START Data for this task
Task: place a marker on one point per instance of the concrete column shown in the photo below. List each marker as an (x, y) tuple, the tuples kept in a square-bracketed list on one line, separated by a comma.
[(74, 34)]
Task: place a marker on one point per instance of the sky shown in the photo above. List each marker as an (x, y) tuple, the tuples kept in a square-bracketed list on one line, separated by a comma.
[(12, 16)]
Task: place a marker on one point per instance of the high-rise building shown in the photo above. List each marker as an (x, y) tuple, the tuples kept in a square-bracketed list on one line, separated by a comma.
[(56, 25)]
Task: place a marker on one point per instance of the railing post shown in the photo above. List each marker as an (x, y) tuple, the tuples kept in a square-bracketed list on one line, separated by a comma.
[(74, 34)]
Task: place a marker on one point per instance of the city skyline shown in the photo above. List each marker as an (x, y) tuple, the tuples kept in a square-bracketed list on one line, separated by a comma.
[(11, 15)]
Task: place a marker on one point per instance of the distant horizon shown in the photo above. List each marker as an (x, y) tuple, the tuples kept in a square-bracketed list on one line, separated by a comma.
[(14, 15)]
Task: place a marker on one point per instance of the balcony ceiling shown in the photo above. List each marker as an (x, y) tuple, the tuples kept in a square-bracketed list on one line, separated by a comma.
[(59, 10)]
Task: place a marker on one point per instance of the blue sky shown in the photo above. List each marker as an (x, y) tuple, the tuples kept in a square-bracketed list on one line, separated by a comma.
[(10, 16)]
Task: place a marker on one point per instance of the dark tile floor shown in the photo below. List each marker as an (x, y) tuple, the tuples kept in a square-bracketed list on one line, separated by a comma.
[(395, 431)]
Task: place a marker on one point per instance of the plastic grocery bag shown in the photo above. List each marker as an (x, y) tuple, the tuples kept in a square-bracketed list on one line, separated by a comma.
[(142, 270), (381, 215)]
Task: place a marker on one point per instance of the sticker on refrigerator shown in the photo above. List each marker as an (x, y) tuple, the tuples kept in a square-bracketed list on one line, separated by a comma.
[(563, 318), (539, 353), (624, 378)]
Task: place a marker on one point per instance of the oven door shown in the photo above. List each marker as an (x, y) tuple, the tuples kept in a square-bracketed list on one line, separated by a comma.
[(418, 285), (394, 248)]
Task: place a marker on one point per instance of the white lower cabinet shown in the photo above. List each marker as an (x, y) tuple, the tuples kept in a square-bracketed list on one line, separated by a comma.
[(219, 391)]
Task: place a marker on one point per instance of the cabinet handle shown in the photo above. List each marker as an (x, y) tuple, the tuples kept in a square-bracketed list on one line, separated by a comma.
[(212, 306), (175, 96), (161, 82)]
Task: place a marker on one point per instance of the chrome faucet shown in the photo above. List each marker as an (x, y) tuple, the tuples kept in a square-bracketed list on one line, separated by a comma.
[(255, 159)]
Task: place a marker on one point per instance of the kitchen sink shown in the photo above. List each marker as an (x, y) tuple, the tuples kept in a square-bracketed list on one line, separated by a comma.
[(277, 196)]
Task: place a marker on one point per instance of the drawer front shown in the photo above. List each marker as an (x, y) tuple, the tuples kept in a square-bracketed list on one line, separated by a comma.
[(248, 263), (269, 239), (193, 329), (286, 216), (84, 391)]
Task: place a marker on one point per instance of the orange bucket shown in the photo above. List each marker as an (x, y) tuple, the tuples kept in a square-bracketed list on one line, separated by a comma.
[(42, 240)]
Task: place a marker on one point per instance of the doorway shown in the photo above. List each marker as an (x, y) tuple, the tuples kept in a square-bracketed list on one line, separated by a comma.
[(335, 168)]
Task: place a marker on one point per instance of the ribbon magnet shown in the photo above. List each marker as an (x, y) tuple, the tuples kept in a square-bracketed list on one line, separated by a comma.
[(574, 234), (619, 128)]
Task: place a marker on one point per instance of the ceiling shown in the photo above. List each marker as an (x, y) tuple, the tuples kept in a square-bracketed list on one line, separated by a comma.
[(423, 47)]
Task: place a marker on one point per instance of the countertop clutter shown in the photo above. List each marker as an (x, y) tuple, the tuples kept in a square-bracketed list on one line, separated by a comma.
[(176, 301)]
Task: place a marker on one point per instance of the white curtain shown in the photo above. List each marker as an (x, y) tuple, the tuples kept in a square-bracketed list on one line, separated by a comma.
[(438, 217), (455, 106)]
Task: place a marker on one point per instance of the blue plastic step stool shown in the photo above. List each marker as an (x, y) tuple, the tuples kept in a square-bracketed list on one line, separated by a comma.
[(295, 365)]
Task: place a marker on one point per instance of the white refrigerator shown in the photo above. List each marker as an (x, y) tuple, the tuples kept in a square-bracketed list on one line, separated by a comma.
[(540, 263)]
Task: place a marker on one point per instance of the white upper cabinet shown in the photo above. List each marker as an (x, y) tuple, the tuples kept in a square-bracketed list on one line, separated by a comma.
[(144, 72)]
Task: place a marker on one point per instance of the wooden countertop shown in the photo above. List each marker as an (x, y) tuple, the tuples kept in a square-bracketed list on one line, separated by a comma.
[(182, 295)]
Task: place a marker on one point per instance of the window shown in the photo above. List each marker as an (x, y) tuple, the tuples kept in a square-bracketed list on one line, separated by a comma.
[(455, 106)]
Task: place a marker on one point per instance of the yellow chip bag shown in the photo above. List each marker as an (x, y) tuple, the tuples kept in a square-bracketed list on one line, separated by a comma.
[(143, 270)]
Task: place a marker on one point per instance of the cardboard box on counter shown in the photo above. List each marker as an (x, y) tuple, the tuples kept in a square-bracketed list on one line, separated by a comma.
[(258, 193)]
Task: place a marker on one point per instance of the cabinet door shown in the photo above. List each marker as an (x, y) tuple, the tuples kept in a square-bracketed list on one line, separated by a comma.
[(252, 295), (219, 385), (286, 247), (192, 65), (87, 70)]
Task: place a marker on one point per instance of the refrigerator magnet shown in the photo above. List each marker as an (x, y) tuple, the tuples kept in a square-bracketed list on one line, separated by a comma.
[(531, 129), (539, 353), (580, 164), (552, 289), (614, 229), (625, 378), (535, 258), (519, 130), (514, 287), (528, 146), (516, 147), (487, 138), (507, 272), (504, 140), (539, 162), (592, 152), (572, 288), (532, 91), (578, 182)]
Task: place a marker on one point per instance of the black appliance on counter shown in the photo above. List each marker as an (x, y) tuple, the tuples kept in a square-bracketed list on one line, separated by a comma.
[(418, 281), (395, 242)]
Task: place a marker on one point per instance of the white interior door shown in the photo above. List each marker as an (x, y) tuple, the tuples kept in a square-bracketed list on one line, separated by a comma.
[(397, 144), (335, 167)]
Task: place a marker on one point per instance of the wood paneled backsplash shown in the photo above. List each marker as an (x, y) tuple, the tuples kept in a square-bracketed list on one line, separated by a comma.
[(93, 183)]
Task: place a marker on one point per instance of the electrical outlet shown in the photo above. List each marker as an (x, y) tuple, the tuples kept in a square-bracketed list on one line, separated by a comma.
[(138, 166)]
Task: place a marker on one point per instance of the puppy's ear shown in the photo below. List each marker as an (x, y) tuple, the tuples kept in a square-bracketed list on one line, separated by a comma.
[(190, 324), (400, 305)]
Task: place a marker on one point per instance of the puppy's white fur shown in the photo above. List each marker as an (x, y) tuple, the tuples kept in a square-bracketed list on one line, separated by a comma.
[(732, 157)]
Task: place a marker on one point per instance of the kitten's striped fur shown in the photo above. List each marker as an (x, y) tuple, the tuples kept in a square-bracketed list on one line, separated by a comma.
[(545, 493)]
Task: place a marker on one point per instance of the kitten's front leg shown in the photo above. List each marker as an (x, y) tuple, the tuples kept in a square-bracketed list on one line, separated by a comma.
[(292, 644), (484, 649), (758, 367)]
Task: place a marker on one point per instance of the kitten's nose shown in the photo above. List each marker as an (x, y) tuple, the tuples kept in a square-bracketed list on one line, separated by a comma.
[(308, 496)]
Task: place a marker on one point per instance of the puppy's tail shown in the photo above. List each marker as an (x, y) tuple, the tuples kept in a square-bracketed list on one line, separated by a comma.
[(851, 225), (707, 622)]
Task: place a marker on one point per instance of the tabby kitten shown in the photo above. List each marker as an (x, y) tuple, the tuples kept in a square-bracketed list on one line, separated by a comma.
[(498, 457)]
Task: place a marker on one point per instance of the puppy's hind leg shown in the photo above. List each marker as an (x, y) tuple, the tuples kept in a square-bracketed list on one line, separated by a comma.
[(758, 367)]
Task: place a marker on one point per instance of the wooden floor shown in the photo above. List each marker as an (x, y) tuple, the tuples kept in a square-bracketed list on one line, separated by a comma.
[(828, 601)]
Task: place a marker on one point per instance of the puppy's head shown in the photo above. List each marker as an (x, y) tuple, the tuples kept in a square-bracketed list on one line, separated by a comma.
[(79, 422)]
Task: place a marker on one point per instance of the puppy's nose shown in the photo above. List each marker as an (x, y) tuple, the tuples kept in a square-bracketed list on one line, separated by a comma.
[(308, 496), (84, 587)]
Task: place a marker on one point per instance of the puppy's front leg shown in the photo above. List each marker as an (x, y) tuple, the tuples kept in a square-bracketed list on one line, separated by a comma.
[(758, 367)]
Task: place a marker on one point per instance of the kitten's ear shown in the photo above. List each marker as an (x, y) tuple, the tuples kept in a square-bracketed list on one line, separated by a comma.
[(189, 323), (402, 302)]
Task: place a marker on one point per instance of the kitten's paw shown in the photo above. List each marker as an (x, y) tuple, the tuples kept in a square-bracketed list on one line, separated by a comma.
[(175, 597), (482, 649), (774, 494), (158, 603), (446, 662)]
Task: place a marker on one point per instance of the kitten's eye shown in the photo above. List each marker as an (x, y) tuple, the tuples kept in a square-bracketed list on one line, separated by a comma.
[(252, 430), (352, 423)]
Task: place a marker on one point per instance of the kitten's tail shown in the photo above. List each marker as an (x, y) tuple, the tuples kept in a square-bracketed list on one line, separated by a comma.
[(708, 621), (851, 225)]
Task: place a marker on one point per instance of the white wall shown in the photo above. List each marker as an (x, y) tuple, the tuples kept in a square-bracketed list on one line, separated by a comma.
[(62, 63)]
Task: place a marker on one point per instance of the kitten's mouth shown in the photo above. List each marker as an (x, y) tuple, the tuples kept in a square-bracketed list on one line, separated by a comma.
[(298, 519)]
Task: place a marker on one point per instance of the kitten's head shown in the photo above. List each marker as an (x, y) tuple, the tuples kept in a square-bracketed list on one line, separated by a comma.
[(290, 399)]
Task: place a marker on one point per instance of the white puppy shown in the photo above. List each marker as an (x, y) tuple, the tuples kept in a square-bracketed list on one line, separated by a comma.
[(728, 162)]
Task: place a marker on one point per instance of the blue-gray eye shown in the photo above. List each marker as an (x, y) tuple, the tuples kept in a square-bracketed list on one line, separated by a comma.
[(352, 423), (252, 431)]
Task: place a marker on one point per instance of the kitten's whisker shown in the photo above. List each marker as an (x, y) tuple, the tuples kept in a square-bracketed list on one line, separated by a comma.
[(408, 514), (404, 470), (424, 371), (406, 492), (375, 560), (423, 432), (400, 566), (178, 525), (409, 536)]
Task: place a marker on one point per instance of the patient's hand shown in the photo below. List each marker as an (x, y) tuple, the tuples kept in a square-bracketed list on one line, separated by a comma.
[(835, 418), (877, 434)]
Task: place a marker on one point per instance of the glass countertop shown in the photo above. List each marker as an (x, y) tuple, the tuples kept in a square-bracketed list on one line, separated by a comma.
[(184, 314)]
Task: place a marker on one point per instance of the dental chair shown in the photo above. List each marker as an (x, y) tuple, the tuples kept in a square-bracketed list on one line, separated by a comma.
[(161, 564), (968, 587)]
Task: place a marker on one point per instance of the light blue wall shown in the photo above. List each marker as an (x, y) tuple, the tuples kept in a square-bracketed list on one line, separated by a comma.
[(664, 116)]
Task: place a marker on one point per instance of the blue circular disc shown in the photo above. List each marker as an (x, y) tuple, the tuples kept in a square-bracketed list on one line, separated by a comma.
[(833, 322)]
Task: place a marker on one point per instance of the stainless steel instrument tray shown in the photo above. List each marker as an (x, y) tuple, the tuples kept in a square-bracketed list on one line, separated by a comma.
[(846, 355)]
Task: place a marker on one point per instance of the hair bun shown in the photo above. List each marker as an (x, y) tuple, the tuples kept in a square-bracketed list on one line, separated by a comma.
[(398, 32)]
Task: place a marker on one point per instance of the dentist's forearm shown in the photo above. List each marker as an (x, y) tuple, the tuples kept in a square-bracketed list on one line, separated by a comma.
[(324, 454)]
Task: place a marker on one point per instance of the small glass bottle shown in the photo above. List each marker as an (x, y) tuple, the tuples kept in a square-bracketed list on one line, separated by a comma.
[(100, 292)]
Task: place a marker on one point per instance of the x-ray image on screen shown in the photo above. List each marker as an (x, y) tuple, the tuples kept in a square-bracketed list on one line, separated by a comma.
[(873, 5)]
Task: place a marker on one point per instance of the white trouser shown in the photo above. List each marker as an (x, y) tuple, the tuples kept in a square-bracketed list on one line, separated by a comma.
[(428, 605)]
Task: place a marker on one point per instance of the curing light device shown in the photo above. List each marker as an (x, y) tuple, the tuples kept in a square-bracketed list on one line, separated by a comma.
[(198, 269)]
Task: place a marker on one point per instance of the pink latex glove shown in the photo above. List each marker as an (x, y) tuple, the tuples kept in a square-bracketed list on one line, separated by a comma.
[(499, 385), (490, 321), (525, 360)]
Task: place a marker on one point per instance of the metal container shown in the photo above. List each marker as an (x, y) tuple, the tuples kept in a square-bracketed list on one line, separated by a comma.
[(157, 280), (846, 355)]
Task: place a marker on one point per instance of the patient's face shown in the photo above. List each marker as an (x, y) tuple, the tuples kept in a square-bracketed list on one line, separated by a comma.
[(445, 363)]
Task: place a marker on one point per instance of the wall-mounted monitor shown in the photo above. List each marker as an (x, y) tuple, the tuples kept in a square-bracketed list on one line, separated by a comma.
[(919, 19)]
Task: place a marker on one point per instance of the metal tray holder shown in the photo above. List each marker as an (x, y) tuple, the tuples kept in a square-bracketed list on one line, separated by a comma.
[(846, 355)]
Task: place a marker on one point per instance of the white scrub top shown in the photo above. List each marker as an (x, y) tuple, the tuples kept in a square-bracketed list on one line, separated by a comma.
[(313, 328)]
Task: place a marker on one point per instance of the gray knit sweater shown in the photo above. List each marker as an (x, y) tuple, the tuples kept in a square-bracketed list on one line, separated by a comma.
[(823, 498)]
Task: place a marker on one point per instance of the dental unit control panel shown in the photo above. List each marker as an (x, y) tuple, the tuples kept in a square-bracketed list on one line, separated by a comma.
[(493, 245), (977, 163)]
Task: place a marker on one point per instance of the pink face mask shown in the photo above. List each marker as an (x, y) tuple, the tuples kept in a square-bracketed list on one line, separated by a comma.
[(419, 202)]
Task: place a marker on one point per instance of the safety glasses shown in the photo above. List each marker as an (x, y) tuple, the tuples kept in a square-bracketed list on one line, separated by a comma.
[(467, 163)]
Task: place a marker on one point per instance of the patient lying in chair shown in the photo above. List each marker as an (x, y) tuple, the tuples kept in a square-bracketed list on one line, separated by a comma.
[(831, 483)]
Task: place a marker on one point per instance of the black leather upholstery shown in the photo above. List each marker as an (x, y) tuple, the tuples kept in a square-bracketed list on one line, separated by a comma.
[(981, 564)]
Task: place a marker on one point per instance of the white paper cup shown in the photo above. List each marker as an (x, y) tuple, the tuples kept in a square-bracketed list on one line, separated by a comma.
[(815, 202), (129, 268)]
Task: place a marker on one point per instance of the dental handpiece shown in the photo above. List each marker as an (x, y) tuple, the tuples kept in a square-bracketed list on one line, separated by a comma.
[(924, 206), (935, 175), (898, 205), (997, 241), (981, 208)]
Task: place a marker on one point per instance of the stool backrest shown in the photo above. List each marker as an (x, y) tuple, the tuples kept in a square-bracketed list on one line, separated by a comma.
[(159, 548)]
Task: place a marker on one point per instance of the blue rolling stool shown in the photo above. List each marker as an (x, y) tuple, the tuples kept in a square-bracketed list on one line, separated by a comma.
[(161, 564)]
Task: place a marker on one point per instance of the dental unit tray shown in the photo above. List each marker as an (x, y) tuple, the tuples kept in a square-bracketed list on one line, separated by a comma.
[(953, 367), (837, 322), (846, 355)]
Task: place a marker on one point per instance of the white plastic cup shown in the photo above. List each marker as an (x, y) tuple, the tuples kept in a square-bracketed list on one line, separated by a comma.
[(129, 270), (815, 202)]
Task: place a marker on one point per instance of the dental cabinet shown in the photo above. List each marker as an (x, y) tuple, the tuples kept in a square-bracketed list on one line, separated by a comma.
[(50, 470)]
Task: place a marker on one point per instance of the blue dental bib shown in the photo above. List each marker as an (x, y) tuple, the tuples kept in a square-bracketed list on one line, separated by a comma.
END Data for this task
Task to complete: Repeat exactly the lines above from the line that contains "the black leather" through the end. Include both of these ends; leave out everything else.

Completed task:
Task: place a marker on one point per instance of the black leather upholstery shown in the photo above. List each marker as an (x, y) tuple, the tuples kept in a square-bracketed list on one line, separated by a comma.
[(981, 564)]
Task: place a marker on one point per instance of the white paper cup shown in the photo above. List each marker as an (x, y) tuple, the tuples kept in a square-bracketed list on one line, separated by a comma.
[(815, 202), (129, 268)]
Task: place a marker on one point per instance of the dental handpiece shown in the photo above. List each marker as an (x, y) tuple, the tuples kept in a square-bracketed list on one line, separated by a comma.
[(924, 206), (935, 175), (898, 205), (997, 241), (981, 208)]
Task: place a marker on one point per instance of the stool backrest shown in the photo above. List each marker as an (x, y) tuple, the tuples kept in a square-bracketed list on one line, separated by a comma.
[(159, 548)]
Task: place a marker on one point per instance of the blue rolling stool shown in the photo above. List each marker as an (x, y) tuple, the tuples kept in a square-bracketed list on one line, separated by a comma.
[(161, 564)]
Task: place a marker on one point per instance of the dental unit tray shown in the photo above. List each marker as an (x, y) tuple, the tuples kept in a square-bracketed list on one line, separated by a comma.
[(953, 367), (837, 322), (846, 355)]
Task: place a marker on one point per instance of the white plastic cup shown in the photo above. List each marker as an (x, y) tuple, the tuples kept in a square-bracketed list on one line, separated by a comma.
[(129, 270), (815, 202)]
Task: place a marker on one point per instance of the dental cabinet shown in the photo above. List each marker as an (x, y) tuple, the tuples kept in a square-bracketed list on one line, separated by a comma.
[(50, 470)]
Task: place a marker on one point per instance of the blue dental bib shown in the photo above. List each marker as an (x, y) tuple, the tuples kept in a square-bracketed list on one line, separated by a comma.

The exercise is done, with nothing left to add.